**Stored records:**
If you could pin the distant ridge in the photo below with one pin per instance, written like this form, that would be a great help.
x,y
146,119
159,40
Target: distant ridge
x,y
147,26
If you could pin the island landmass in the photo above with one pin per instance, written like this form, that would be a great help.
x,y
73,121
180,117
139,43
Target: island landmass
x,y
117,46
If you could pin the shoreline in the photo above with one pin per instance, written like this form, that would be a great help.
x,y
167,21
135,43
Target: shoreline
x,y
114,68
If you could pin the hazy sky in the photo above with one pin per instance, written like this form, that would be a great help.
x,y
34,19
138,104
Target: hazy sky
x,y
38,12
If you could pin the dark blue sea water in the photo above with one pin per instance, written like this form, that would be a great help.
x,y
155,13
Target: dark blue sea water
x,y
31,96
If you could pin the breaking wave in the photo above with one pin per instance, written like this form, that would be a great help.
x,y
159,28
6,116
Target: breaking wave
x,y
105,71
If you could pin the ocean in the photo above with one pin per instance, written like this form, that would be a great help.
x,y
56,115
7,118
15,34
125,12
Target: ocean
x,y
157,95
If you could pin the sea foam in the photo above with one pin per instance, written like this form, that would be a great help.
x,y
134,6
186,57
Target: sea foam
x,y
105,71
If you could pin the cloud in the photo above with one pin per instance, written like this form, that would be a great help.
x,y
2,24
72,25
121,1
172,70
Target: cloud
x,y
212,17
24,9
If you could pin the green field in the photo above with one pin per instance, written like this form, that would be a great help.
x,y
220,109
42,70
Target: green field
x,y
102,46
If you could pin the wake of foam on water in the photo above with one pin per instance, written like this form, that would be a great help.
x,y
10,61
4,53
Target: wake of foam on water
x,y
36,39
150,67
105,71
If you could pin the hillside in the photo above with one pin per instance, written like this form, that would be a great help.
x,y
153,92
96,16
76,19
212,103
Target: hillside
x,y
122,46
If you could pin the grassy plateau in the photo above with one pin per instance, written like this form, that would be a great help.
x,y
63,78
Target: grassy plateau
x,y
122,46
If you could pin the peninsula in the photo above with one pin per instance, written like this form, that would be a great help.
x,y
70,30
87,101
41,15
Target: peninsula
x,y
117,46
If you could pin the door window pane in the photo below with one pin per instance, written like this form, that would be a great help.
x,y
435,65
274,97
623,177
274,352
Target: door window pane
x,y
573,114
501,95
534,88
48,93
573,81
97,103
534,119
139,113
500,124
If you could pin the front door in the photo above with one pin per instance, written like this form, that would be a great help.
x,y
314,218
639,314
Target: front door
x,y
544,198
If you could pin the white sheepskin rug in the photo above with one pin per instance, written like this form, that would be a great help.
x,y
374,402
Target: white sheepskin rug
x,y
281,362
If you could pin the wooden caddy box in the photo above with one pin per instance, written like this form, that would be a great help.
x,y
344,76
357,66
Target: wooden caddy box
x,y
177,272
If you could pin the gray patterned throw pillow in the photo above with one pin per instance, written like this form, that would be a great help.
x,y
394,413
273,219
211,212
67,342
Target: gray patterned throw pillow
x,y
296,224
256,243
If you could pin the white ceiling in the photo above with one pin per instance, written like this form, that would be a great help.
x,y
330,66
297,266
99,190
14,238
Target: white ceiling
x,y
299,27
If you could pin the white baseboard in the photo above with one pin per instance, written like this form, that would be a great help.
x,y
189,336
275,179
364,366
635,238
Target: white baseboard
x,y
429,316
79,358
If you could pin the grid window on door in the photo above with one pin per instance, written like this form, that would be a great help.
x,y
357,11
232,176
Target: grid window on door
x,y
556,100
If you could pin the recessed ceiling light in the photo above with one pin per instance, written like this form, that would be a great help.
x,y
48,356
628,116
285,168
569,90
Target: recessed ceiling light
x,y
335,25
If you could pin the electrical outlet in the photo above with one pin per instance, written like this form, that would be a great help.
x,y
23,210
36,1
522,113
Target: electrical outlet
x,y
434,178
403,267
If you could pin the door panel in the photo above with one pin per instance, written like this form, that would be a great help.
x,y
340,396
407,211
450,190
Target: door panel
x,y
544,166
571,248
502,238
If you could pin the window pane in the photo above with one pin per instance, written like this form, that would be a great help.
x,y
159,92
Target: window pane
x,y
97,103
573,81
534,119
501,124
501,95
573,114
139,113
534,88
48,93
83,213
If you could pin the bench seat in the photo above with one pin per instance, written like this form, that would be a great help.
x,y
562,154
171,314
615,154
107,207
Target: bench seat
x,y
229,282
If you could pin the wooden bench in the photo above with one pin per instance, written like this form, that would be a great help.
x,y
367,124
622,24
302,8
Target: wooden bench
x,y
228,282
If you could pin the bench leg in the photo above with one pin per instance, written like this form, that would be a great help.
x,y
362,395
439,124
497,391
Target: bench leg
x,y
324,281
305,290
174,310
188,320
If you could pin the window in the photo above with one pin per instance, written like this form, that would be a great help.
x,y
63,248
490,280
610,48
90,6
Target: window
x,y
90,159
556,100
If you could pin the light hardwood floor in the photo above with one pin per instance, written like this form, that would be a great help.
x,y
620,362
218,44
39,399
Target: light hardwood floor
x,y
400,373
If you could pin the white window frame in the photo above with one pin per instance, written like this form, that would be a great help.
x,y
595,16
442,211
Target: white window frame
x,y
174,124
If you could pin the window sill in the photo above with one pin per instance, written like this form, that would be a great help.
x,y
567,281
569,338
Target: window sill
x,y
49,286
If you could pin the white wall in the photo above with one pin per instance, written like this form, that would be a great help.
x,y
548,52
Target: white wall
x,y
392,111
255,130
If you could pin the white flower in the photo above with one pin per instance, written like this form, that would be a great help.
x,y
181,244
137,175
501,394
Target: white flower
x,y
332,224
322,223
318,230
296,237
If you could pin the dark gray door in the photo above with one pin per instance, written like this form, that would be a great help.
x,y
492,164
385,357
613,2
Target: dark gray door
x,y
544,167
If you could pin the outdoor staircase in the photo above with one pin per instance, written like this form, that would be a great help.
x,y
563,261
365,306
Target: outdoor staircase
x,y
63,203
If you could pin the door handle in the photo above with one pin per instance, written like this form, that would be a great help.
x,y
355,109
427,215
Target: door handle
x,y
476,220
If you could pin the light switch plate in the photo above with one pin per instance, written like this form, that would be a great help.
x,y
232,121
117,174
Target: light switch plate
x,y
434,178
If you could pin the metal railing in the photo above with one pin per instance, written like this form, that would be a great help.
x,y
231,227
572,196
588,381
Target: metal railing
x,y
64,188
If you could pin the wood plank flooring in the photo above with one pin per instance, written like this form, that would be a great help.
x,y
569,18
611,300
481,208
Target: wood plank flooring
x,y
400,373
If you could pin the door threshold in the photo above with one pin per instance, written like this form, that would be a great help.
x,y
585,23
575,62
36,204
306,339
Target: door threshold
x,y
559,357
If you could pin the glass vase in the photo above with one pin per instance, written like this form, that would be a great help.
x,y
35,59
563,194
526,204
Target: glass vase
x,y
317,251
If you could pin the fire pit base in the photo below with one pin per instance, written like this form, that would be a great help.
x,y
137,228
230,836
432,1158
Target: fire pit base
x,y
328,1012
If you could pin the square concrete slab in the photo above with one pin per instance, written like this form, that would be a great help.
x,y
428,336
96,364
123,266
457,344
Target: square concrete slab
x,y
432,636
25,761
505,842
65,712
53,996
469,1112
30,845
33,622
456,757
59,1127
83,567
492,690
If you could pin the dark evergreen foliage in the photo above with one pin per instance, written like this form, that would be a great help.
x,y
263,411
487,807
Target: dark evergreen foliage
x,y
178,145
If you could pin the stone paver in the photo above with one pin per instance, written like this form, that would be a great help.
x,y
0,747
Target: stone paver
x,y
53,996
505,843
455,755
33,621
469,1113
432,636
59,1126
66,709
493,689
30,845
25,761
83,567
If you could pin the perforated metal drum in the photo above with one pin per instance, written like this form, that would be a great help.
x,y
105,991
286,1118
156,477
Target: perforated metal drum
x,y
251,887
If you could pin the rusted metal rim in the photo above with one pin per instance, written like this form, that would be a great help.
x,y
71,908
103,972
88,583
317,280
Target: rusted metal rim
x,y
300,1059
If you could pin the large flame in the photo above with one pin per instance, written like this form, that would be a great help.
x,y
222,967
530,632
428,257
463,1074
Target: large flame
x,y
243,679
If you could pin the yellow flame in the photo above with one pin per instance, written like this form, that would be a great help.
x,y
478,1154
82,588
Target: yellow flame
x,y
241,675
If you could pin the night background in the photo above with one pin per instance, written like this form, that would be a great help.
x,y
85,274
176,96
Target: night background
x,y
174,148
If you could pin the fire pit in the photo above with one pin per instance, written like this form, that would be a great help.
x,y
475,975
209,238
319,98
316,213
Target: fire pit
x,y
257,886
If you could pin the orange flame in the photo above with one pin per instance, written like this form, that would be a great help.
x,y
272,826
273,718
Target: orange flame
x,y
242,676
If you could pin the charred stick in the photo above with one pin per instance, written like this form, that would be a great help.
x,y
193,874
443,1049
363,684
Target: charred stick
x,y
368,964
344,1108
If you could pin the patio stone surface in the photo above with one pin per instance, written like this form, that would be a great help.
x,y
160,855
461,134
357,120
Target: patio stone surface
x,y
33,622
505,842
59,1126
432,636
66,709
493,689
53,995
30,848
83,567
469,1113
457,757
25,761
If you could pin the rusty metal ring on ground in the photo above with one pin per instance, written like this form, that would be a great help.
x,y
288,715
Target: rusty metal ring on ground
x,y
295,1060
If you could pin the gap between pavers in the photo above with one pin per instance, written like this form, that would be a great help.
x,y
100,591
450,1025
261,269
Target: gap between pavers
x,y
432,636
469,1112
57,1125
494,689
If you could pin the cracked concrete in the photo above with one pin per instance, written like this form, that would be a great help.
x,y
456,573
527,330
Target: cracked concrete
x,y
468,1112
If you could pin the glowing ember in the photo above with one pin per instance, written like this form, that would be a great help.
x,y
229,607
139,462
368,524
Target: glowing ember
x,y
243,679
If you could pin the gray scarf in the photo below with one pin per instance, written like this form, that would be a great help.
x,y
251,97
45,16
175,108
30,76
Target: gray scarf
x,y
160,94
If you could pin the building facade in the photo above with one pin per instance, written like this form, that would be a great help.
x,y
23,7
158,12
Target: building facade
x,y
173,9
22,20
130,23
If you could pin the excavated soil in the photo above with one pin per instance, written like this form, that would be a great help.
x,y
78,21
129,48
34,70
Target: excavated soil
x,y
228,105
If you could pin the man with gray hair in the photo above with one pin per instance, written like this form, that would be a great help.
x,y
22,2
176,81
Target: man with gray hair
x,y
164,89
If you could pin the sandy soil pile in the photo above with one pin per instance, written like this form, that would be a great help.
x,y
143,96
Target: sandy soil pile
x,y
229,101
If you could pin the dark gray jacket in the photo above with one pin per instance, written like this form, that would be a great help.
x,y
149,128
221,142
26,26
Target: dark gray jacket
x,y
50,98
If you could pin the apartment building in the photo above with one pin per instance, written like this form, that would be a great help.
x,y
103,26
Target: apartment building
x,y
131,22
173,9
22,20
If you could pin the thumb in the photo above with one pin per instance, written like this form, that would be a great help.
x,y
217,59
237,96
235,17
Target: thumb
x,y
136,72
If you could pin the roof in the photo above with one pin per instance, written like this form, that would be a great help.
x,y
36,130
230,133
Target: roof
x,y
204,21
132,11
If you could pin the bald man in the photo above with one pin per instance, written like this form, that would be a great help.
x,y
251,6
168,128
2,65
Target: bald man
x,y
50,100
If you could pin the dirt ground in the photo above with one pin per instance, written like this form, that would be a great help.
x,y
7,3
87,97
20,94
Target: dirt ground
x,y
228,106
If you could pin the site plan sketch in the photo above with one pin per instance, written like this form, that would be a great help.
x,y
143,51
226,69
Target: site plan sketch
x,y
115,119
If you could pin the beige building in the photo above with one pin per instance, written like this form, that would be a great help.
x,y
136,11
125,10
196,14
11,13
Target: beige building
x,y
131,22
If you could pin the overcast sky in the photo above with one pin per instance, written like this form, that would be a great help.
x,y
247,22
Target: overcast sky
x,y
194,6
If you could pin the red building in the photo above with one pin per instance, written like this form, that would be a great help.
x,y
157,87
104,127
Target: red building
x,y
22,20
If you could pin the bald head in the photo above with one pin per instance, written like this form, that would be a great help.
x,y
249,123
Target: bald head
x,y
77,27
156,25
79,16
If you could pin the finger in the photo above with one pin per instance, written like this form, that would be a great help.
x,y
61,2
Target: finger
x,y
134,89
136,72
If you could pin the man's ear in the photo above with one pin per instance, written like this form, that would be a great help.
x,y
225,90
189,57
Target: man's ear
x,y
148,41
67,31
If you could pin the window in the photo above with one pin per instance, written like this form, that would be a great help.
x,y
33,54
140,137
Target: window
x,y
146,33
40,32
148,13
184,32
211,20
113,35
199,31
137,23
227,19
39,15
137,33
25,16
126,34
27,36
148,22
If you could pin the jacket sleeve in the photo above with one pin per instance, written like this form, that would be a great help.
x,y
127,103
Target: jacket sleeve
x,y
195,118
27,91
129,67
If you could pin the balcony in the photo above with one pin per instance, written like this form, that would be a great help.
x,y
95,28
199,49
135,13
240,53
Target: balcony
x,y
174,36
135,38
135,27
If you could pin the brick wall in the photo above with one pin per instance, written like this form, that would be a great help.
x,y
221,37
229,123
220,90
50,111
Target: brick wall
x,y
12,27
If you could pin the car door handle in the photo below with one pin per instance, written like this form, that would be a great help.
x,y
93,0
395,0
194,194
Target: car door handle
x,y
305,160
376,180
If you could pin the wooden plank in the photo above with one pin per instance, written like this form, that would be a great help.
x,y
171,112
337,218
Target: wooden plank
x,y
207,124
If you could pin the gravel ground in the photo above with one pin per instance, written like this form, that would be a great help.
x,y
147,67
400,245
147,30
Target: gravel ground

**Objective:**
Only the lines from the one containing "If you could pin the bald head" to the end of the listing belong in the output, each reproduced exactly.

**Task output:**
If you could pin the bald head in the photo above with one pin per instance, written like this form, that would be a great help.
x,y
249,123
Target: bald head
x,y
77,27
156,25
79,16
If you could pin the finger in the photo above with one pin per instance, written like this form, that would be a great help.
x,y
61,2
Target: finger
x,y
134,89
136,72
If you could pin the man's ear in the photo above with one pin per instance, written like this form, that would be a great help.
x,y
225,90
189,57
Target: man's ear
x,y
148,41
67,31
If you could pin the window in the photo above with one pin per instance, written like this form, that would be a great help.
x,y
33,54
140,137
Target: window
x,y
146,33
40,32
148,13
184,32
211,20
113,35
199,31
137,23
227,19
39,15
137,33
25,16
126,34
27,36
148,22
If you could pin the jacket sleeve in the photo above with one pin per instance, written like this form, that would be a great help.
x,y
127,103
Target: jacket sleeve
x,y
195,118
27,91
129,67
If you could pin the balcony in the photo above with one pin per instance, written like this form, that would be a great help.
x,y
95,28
199,49
135,13
240,53
Target: balcony
x,y
174,36
135,38
135,27
If you could pin the brick wall in the photo above with one pin per instance, written like this form, that would be a great help.
x,y
221,37
229,123
220,90
50,111
Target: brick wall
x,y
12,27
If you could pin the car door handle in the photo below with one pin per instance, written like this form, that would be a great help.
x,y
93,0
395,0
194,194
Target: car door handle
x,y
305,160
376,180
If you could pin the wooden plank in the photo above with one pin per instance, written like this form, that would be a great help.
x,y
171,112
337,218
Target: wooden plank
x,y
207,124
If you could pin the gravel ground in the photo above with one pin per instance, written like this form, that would be a great help.
x,y
147,67
400,245
147,30
Target: gravel ground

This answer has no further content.